=== Section Start ===

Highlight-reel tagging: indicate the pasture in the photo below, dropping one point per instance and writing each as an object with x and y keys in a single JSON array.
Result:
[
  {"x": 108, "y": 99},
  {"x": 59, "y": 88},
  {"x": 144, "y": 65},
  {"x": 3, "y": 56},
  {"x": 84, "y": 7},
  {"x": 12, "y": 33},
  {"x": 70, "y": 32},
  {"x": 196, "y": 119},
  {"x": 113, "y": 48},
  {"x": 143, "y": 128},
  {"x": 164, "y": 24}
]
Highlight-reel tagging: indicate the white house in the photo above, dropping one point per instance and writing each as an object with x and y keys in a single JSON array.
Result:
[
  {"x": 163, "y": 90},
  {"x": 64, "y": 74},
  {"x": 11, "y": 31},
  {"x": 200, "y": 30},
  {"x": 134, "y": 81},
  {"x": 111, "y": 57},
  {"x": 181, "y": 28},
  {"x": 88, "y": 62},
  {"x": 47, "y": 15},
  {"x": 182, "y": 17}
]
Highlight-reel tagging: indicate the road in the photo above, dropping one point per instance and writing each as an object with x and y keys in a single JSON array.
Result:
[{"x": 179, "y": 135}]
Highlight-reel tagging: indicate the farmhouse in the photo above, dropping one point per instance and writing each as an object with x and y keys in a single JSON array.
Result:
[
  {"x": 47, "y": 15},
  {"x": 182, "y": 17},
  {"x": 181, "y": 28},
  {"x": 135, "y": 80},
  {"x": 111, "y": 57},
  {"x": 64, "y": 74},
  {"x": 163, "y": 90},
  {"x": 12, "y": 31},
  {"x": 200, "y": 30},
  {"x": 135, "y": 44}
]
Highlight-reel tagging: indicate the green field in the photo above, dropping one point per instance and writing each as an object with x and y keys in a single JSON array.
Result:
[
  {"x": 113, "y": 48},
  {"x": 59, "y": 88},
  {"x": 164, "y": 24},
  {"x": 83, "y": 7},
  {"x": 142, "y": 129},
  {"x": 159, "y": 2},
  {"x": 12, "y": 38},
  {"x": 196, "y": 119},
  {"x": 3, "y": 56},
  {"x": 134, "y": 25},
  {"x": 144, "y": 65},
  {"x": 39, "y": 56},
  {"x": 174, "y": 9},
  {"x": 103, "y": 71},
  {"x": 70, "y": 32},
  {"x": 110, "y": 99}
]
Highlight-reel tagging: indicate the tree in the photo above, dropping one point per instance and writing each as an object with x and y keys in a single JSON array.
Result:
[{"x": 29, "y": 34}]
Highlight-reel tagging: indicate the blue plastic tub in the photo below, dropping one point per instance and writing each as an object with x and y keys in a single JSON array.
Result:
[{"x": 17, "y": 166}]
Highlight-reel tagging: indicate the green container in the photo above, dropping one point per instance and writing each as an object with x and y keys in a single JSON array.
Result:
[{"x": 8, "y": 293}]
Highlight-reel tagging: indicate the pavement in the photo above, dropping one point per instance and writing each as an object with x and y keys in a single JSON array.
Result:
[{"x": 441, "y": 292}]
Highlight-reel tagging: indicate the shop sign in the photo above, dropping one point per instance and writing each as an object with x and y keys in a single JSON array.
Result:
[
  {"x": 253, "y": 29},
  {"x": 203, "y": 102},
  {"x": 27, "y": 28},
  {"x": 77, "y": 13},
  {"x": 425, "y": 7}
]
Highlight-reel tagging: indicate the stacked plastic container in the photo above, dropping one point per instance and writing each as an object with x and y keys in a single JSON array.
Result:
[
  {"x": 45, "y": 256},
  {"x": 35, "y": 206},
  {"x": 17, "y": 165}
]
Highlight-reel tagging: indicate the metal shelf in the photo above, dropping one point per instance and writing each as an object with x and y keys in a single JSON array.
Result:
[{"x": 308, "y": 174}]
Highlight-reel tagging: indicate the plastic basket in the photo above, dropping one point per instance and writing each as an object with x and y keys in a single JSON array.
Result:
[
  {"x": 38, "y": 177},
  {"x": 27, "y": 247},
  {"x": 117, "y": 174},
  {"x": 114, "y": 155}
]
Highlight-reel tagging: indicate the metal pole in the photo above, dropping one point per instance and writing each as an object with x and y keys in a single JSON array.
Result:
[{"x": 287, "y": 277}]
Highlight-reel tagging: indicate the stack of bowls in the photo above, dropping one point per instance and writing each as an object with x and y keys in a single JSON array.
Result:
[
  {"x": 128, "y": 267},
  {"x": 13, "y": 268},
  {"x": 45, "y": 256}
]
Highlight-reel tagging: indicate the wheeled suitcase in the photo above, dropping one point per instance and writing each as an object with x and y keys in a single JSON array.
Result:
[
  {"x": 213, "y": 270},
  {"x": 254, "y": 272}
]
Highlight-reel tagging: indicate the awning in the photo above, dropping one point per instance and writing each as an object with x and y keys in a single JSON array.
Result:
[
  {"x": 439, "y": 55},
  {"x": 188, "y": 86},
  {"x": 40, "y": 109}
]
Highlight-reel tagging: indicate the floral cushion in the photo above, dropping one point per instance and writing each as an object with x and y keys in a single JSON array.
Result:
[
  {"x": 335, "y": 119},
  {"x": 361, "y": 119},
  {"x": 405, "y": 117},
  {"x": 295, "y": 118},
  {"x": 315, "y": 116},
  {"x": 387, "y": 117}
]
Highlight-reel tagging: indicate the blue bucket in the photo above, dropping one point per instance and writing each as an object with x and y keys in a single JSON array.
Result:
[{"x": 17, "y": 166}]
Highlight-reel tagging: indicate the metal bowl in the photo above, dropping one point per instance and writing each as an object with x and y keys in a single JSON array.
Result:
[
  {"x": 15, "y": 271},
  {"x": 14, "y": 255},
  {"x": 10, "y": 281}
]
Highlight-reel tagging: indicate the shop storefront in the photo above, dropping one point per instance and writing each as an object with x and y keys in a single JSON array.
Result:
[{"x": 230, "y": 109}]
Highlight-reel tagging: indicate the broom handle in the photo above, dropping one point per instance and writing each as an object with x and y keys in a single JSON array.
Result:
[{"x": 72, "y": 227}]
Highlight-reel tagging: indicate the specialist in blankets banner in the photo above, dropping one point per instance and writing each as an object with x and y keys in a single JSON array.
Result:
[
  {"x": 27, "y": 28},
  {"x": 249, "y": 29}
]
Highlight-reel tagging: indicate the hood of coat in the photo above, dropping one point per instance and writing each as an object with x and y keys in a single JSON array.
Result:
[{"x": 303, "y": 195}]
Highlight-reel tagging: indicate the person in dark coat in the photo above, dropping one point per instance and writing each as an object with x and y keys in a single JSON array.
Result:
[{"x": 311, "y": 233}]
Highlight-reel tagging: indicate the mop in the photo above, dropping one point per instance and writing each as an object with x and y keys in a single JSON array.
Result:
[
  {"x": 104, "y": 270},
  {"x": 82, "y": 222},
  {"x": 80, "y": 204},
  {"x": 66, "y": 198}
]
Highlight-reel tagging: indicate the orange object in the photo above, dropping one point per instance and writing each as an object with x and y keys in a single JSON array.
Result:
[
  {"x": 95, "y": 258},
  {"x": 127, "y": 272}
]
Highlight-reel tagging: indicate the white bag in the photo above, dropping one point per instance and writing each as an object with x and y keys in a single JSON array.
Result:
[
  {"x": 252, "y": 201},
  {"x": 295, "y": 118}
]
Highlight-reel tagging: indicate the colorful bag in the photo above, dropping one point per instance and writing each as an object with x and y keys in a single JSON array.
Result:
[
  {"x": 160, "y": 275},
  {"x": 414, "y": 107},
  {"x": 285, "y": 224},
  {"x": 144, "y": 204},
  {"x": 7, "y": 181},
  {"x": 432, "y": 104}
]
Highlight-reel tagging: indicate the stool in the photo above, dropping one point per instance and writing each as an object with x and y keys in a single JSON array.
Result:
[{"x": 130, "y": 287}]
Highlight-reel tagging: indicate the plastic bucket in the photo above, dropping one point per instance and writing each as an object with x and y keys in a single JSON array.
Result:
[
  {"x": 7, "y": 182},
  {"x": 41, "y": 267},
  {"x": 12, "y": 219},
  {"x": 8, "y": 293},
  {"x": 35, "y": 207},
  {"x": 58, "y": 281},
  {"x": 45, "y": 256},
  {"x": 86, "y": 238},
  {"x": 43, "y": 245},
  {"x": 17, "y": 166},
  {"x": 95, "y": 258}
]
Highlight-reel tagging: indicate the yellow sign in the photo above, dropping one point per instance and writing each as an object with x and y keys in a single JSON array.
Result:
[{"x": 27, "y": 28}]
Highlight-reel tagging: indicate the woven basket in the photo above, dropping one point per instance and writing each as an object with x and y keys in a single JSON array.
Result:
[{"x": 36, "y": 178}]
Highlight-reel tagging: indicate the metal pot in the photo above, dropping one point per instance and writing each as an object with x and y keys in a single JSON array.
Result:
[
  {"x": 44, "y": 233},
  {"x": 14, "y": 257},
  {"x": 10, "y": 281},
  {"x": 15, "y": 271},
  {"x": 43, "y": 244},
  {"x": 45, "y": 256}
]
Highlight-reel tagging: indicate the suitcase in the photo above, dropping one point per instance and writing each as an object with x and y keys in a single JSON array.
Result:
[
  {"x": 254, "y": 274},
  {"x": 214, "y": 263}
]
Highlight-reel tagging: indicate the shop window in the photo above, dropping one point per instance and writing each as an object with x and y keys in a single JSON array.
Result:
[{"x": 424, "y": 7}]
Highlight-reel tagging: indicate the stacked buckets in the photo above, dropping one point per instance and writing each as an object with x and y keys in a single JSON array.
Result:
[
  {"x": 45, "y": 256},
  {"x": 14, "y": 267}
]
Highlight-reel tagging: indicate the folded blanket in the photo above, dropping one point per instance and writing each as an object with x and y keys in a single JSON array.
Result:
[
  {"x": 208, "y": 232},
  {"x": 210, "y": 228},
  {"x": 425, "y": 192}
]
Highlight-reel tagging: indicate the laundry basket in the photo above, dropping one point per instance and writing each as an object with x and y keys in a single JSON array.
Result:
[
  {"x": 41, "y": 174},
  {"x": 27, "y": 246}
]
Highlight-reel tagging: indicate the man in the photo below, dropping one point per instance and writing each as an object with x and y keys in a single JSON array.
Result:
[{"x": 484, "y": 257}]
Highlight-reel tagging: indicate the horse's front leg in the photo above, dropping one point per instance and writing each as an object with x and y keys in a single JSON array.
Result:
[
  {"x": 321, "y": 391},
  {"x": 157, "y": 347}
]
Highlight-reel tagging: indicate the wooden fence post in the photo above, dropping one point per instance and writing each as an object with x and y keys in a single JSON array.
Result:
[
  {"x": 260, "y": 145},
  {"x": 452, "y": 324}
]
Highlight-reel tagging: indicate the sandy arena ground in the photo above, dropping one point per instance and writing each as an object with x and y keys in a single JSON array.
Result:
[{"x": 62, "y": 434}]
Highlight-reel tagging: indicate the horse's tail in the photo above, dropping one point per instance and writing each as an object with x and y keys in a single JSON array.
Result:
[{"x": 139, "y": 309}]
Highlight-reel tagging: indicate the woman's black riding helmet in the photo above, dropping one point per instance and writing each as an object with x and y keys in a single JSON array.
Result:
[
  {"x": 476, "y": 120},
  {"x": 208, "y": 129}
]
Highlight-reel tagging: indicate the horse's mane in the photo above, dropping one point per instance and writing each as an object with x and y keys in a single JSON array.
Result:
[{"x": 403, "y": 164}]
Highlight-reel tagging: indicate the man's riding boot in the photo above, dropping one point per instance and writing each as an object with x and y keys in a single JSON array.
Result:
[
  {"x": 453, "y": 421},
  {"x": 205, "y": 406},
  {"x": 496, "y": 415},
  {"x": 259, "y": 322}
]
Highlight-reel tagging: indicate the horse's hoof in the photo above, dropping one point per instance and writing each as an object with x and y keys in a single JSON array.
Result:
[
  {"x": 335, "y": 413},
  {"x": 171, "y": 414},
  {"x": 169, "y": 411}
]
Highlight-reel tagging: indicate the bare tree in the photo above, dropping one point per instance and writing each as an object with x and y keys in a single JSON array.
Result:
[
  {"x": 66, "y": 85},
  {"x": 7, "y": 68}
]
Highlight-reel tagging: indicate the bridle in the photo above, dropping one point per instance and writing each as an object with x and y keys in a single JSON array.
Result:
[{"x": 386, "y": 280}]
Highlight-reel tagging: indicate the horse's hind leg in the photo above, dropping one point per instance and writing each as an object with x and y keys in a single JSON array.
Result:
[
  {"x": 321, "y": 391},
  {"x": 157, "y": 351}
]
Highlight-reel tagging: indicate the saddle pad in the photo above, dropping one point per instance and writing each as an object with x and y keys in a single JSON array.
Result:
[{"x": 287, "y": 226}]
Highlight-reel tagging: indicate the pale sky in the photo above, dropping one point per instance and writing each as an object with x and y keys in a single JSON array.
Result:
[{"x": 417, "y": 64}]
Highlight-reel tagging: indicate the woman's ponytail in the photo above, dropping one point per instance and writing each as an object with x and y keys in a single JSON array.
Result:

=== Section End ===

• [YOUR TASK] Pick from the records each line that contains the word "white" and show it.

• [PROBLEM SOLUTION]
Highlight-reel tagging: indicate the white house in the photo above, dropping one point per instance and writing each as an object with x and y keys in a single JSON array.
Highlight-reel tagging: indicate the white bag in the photo above, dropping one point per instance and writing each as an object with x and y keys in a single JSON array.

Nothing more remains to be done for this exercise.